=== WRITTEN INSTRUCTION ===
Each entry here needs to be set down again exactly, please; pictures are left out.

=== EXCERPTED RECORDS ===
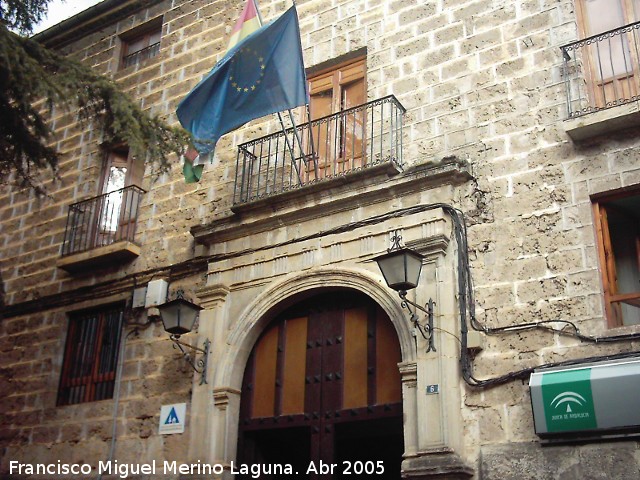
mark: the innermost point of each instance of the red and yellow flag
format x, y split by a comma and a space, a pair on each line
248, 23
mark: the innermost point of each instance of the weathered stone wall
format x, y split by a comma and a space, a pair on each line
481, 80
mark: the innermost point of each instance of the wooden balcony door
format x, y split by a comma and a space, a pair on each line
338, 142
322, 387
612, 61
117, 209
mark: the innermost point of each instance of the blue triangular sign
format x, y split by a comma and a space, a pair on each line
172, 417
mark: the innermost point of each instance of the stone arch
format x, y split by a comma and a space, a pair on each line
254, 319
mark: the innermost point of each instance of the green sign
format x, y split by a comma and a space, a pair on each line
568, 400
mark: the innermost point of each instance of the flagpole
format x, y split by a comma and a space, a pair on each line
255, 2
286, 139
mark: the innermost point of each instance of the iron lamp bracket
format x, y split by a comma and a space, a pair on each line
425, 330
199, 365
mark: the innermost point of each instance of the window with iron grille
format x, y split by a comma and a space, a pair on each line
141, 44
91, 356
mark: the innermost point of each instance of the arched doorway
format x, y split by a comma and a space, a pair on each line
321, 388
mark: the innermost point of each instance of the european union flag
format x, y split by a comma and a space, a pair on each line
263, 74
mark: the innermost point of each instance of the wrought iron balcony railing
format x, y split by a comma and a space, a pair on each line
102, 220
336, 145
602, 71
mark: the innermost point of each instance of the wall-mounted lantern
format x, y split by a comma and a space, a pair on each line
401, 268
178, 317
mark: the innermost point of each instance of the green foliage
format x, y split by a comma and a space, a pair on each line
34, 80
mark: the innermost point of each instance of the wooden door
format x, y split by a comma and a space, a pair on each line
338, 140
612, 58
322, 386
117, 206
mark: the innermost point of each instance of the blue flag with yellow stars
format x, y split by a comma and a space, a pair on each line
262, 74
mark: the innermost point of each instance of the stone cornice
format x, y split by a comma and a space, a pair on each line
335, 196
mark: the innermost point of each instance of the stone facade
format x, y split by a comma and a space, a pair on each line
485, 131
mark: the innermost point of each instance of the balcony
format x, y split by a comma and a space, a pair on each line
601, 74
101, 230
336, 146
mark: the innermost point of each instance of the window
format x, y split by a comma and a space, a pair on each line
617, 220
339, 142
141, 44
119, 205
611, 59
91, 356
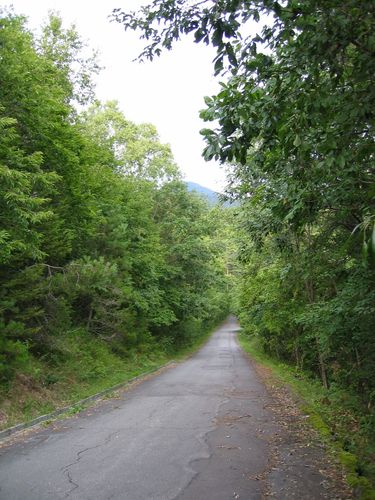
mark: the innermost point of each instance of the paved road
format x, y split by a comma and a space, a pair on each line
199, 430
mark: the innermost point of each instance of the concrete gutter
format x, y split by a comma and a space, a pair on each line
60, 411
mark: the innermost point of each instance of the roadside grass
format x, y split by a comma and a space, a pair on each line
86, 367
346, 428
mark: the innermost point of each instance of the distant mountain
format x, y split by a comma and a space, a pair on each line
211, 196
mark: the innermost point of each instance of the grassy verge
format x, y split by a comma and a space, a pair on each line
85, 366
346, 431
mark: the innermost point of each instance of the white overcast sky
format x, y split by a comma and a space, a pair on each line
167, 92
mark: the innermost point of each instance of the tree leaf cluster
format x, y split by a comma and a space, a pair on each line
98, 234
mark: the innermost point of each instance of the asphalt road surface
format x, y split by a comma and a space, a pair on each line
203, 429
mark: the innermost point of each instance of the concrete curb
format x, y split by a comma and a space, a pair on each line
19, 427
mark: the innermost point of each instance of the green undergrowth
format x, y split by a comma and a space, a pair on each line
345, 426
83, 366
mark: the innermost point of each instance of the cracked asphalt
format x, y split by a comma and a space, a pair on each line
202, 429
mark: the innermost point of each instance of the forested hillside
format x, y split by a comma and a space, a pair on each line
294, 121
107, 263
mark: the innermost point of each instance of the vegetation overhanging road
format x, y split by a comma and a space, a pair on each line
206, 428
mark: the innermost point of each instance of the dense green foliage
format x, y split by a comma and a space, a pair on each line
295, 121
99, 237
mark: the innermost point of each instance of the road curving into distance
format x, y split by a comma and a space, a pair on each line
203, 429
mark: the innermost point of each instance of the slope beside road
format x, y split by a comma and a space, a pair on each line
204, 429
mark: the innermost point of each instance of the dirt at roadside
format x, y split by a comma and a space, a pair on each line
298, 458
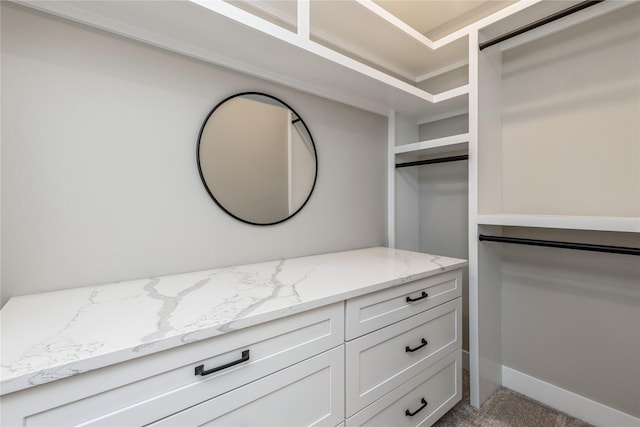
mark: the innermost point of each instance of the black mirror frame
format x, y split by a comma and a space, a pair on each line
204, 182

=== EXERCISE ANSWER ===
mark: the innermost point of each instance of the red and yellow flag
format x, y split by a comma and a space, a pair on each line
248, 23
mark: the innermost point of each instance of the weathered stone wall
format x, y split by a comma and a space, a pair on each line
481, 80
mark: the innermost point of each instance of the wooden balcony door
format x, y split by a comma and a space, a pair on each line
338, 142
322, 387
612, 61
117, 209
mark: the innermost point of each instance of the blue triangular sign
format x, y split by a comma and a space, a pair on each line
172, 417
mark: the innermost point of each instance of the stone arch
format x, y split by a comma and a space, a pair on each line
254, 319
mark: the innermost point of each instance of the green sign
format x, y split by a comma and a space, a pair on each line
568, 400
mark: the innermost point of each instance of the flagpole
format x, y split by a comma and a space, a pair on each line
255, 2
286, 139
mark: the innermost point of each instance of the iron lamp bracket
format x, y split by a comma and a space, a pair on each line
425, 330
199, 365
mark: the innermost point of each instance of the window with iron grille
format x, y split by a comma and a space, a pair on each line
141, 44
91, 356
mark: the innermost point of each instance of the arched doorway
format x, y split by a comma and a space, a pair on each line
321, 388
mark: the innermost point of each instance of the european union flag
format x, y split by a comma and a space, a pair on each line
263, 74
mark: the innermost point of each instance of the wrought iron balcony railing
format x, y split by a comma and a space, a pair on each line
102, 220
336, 145
602, 71
mark: the innermost point of each instance of the wall-mounted lantern
format x, y split by a comma and a space, a pair on each line
401, 268
178, 317
mark: the innermost point of each instance of the green foliage
format x, y split by a comma and a space, a pair on each line
34, 80
mark: the innermost point of each instance of the wooden door
format x, y split by a comma and a space, a pair on each line
338, 140
612, 58
322, 386
117, 206
mark: the innermost point of each instance of the blue flag with yellow stars
format x, y split by a comma and a space, a pair on each line
262, 74
mark: the innermost point of each instance of the stone cornice
format x, y split by a comma and a space, a pair on each line
335, 196
mark: the innermost point of each instance of the stone facade
format x, y split by a comma and a space, a pair on each line
485, 131
mark: the innermost point of each instance of the balcony
format x, y split by a comma and a space, a pair on each line
601, 74
101, 230
336, 146
mark: the innermost point of each instance of the window
format x, y split by a comma and a space, a pair on each line
617, 220
339, 142
141, 44
119, 205
611, 59
91, 356
mark: the innermost point of each instance of the paved road
format x, y split by a comma and a space, a pair on each line
199, 430
mark: the innermost point of each instance of the concrete gutter
format x, y split by a comma and a space, a pair on each line
60, 411
mark: the innermost point of each instance of the roadside grass
format x, y split by a comma and a space, a pair on each line
86, 367
346, 428
mark: the innermost point of each instance of the distant mountain
format x, y split by a comma and a space, a pair on each line
211, 196
mark: the innermost point of each instance of the grassy verge
format x, y split by a comma and a space, a pair on each line
85, 366
346, 431
mark: the innermost point of each instance of the white overcast sky
format x, y split by a comma and a space, a pair on each line
167, 92
mark: the innermost point of each instance of the tree leaf cluster
format x, y split by a comma and a space, a pair on each line
98, 234
mark: the innermost point of each instance of the asphalt road surface
format x, y split by a comma and a space, a pair on each line
203, 429
mark: the innermost point of each instance of the concrete curb
format x, y split by a comma and a space, a pair on each line
19, 427
mark: the innermost point of each instance of the green undergrowth
format x, y split by a comma and a space, a pair on each line
345, 426
83, 366
mark: the innermost point of each instance of the cracked asphalt
format x, y split by a comma and a space, a pair on each line
202, 429
mark: the innermost point of each instance of the forested hillside
format x, y split by a comma and a space, a pair on each line
294, 121
107, 263
mark: the innermost point of each instance of the vegetation overhanging road
format x, y split by a comma and a space, a pair on each line
206, 428
mark: the innermost point of each instance of the dense green foliage
format x, y split by a comma and a space, a pair on each line
295, 121
99, 237
mark: the innermost point of each instance of the road curving into distance
format x, y split by a comma and a space, a pair on each line
203, 429
mark: the innermost point of each instance of the slope beside road
format x, y split by a comma and a space, a pair on each line
204, 429
mark: the innermost point of each instance of the dirt at roadside
format x, y split by a comma and a space, a pair on each line
298, 458
mark: the innermost point of each instance of the black mirror frame
format x, y split by a comma and a space, a pair on each line
204, 182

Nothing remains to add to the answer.